**TASK INPUTS:**
▬▬▬
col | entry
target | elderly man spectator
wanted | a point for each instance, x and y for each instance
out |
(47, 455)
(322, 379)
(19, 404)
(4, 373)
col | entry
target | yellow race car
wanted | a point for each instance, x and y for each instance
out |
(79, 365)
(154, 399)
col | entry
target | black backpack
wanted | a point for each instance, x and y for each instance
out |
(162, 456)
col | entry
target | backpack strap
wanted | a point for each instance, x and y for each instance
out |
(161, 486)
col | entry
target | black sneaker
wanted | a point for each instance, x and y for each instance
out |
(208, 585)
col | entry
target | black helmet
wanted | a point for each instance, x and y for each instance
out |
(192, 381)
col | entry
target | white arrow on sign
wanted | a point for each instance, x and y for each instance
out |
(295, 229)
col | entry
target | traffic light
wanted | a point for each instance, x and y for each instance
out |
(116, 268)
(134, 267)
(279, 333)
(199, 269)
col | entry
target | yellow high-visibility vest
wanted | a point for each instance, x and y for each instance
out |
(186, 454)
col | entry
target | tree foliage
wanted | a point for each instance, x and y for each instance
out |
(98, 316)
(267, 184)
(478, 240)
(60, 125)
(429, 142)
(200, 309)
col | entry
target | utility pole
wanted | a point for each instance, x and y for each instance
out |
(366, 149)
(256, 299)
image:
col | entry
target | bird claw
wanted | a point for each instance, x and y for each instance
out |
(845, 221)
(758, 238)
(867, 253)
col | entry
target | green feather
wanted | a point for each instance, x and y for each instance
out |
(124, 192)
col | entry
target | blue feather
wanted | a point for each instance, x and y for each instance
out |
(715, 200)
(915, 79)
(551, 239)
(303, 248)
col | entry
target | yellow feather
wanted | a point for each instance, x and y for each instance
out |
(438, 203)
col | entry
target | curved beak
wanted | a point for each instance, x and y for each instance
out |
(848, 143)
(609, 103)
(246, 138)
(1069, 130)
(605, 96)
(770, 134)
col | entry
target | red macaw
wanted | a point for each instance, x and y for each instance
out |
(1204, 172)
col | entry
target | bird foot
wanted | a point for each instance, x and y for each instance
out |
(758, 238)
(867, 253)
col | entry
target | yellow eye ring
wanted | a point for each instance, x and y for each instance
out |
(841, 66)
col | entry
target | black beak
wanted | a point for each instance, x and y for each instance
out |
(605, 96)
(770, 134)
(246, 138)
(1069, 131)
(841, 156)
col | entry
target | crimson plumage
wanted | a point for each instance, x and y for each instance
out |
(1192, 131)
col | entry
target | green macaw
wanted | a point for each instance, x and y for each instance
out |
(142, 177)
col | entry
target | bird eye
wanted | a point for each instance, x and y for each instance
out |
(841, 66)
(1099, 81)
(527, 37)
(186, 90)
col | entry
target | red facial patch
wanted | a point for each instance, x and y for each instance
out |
▬▬▬
**TO DO:** Supply the entire listing above again, word for word.

**RESULT:**
col | entry
target | elderly man spectator
wanted | a point for each instance, x and y for each instance
out |
(47, 455)
(322, 379)
(19, 404)
(4, 373)
col | entry
target | yellow race car
wanted | a point for each instance, x and y for each instance
out |
(79, 365)
(154, 399)
col | entry
target | black backpack
wanted | a point for each instance, x and y for each instance
out |
(162, 456)
col | entry
target | backpack strap
wanted | a point for each instance, x and y for each instance
out |
(161, 486)
col | entry
target | black sneaker
wanted | a point for each instance, x and y for each instance
out |
(208, 585)
col | entry
target | black helmet
wanted | a point for each instance, x and y for each instance
out |
(192, 381)
col | entry
target | white arrow on sign
wanted | a point for each instance, x and y for each instance
out |
(295, 229)
col | entry
target | traffic light
wanted | a point for each instance, x and y for each instance
out |
(116, 268)
(134, 267)
(279, 333)
(199, 269)
col | entry
target | yellow high-visibility vest
wanted | a point for each instance, x and y for each instance
out |
(186, 454)
col | entry
target | tree foliage
wanted | a point for each instance, x and y for each instance
out |
(98, 316)
(267, 184)
(478, 240)
(60, 125)
(429, 142)
(200, 309)
col | entry
target | utility pole
wanted | a point for each instance, x and y for each instance
out |
(366, 149)
(256, 299)
image:
col | entry
target | bird claw
wanted | a point for each instance, x and y for each instance
out |
(845, 221)
(758, 238)
(867, 253)
col | entry
target | green feather
wanted | a point for each instance, x and y for each instance
out |
(124, 192)
col | entry
target | blue feather
wanted | a point for each instance, x and y for each instance
out |
(715, 200)
(915, 79)
(551, 239)
(303, 248)
col | entry
target | yellow feather
wanted | a point for each instance, x and y for each instance
out |
(438, 203)
col | entry
target | curved beak
wanted | a point for each instance, x and y for each instance
out |
(848, 143)
(609, 103)
(246, 138)
(1069, 130)
(605, 96)
(770, 134)
col | entry
target | red macaw
wanted | a point for each instance, x and y for each instance
out |
(1204, 172)
col | entry
target | bird foot
wanted | a point for each instance, x and y for each instance
out |
(758, 238)
(867, 253)
col | entry
target | yellow eye ring
wanted | a point for each instance, x and y for each instance
out |
(841, 66)
col | entry
target | black beak
wanted | a point for each instance, x and y for each instance
out |
(605, 96)
(770, 134)
(246, 138)
(1069, 131)
(841, 156)
col | entry
target | crimson plumage
wanted | a point for each instance, x and y for each instance
out |
(1192, 131)
col | entry
target | green macaw
wanted | a point for each instance, x and y for each instance
out |
(142, 177)
col | entry
target | bird eye
wanted | a point for each instance, x and y for each instance
out |
(841, 66)
(1099, 81)
(527, 37)
(186, 90)
col | entry
target | red facial patch
wanted | a point for each instance, x and y for each instance
out |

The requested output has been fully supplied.